Exercise task:
Reproduce each of the entries below word for word, with no changes.

==============================

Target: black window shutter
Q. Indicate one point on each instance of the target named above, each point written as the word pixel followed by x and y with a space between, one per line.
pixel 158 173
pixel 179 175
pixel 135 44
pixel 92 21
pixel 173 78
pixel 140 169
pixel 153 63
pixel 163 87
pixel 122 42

==============================

Written solution:
Target: black window shutter
Q. Indicate one point on each instance of the target named above, each point written as the word pixel followed by x and y with a space between, one per line.
pixel 158 173
pixel 179 175
pixel 135 44
pixel 92 21
pixel 173 78
pixel 140 169
pixel 153 63
pixel 163 87
pixel 122 42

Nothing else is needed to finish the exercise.